- ASSIGNMENT -
Print the complete listing so that it matches the original exactly.

- PROVIDED MATERIAL -
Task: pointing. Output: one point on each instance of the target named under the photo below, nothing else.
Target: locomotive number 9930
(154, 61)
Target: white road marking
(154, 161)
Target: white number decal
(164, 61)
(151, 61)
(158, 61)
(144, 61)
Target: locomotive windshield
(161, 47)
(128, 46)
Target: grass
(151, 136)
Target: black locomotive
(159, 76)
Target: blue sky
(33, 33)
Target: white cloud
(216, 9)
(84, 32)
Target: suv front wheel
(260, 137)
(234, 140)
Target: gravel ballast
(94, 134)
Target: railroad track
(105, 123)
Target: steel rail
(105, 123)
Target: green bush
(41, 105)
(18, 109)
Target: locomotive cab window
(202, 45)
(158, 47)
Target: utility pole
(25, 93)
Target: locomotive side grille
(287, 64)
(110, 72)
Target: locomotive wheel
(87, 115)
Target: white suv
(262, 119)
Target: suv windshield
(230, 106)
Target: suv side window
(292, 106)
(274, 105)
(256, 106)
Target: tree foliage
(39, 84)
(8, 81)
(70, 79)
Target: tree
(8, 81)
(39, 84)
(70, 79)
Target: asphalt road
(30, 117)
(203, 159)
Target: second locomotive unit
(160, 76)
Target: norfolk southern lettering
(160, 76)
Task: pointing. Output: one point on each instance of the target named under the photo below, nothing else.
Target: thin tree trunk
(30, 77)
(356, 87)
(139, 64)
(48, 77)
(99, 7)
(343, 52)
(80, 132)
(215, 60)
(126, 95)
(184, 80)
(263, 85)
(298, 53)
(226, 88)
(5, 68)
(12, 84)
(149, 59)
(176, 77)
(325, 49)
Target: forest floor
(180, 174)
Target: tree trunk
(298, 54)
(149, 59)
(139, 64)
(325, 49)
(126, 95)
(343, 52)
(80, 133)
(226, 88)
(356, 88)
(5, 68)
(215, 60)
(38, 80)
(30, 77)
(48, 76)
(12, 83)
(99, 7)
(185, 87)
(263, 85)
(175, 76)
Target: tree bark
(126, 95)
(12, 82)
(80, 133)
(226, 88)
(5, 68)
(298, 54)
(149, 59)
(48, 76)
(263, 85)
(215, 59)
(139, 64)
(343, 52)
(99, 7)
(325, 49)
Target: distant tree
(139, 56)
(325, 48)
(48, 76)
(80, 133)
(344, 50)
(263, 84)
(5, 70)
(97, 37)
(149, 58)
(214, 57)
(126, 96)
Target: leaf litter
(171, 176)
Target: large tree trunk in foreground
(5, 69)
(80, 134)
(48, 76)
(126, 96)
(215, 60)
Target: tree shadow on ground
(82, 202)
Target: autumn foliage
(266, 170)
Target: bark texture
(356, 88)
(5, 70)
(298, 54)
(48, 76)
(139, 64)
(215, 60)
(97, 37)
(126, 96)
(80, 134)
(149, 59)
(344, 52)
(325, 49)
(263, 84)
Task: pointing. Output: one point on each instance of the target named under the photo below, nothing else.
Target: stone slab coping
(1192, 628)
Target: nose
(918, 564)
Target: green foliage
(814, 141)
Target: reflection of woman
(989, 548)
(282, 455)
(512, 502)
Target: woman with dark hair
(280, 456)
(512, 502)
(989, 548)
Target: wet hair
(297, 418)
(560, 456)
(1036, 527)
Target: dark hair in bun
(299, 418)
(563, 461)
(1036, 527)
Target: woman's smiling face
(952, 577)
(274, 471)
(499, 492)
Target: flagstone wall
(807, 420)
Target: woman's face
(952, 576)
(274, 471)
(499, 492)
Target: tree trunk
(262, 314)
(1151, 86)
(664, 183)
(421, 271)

- WRITTEN SOLUTION -
Task: pointing. Output: one point on each instance of the target named under the photo below, nothing else.
Target: locomotive number 9930
(154, 61)
Target: white road marking
(154, 161)
Target: white number decal
(164, 61)
(151, 61)
(158, 61)
(144, 61)
Target: locomotive windshield
(161, 47)
(128, 46)
Target: grass
(151, 136)
Target: black locomotive
(159, 76)
Target: blue sky
(33, 33)
Target: white cloud
(216, 9)
(84, 32)
Target: suv front wheel
(260, 137)
(234, 140)
Target: gravel ballast
(94, 134)
Target: railroad track
(105, 123)
Target: steel rail
(105, 123)
Target: green bush
(41, 105)
(18, 109)
Target: locomotive cab window
(202, 45)
(158, 47)
Target: utility pole
(25, 93)
Target: locomotive side grille
(287, 64)
(110, 72)
Target: locomotive wheel
(87, 115)
Target: white suv
(262, 119)
Target: suv windshield
(230, 106)
Target: suv side window
(292, 106)
(274, 105)
(256, 106)
Target: tree foliage
(39, 84)
(8, 81)
(70, 79)
Target: tree
(8, 81)
(39, 84)
(70, 79)
Target: asphalt road
(30, 117)
(203, 159)
Target: second locomotive unit
(160, 76)
Target: norfolk southern lettering
(160, 76)
Task: pointing. Output: one point on each instance of the target named under the photo below, nothing else.
Target: thin tree trunk
(30, 77)
(356, 87)
(139, 64)
(48, 77)
(99, 7)
(343, 52)
(80, 132)
(215, 60)
(126, 95)
(184, 80)
(263, 85)
(298, 53)
(226, 88)
(5, 68)
(12, 84)
(149, 59)
(176, 77)
(325, 49)
Target: forest floor
(180, 174)
Target: tree trunk
(298, 54)
(149, 59)
(139, 64)
(325, 49)
(126, 95)
(343, 52)
(80, 133)
(226, 88)
(356, 88)
(5, 68)
(215, 60)
(38, 80)
(30, 77)
(48, 76)
(12, 83)
(99, 7)
(185, 87)
(263, 85)
(175, 76)
Target: tree bark
(126, 95)
(12, 82)
(80, 133)
(226, 88)
(5, 68)
(298, 54)
(149, 59)
(48, 76)
(263, 85)
(215, 59)
(139, 64)
(343, 52)
(99, 7)
(325, 49)
Target: distant tree
(139, 56)
(325, 48)
(48, 76)
(80, 133)
(344, 50)
(263, 84)
(5, 70)
(97, 37)
(149, 58)
(214, 57)
(126, 96)
Target: leaf litter
(171, 176)
Target: large tree trunk in foreground
(5, 69)
(80, 134)
(48, 76)
(126, 96)
(215, 60)
Target: tree shadow on ground
(82, 202)
Target: autumn foliage
(266, 170)
Target: bark texture
(356, 88)
(5, 70)
(298, 54)
(48, 76)
(139, 64)
(215, 60)
(97, 37)
(126, 96)
(80, 134)
(149, 59)
(344, 52)
(325, 49)
(263, 84)
Task: pointing. Output: one point on each instance of the target named under the photo below, nothing else.
Target: stone slab coping
(1192, 628)
Target: nose
(918, 564)
Target: green foliage
(814, 141)
Target: reflection of woman
(989, 548)
(282, 455)
(512, 502)
Target: woman with dark hair
(280, 456)
(512, 502)
(989, 548)
Target: wet hair
(297, 418)
(560, 456)
(1036, 527)
Target: dark hair in bun
(299, 418)
(563, 461)
(1036, 527)
Target: woman's smiling face
(952, 577)
(274, 471)
(499, 492)
Target: flagstone wall
(807, 420)
Target: woman's face
(952, 576)
(274, 471)
(499, 492)
Target: tree trunk
(262, 314)
(1151, 86)
(664, 183)
(421, 271)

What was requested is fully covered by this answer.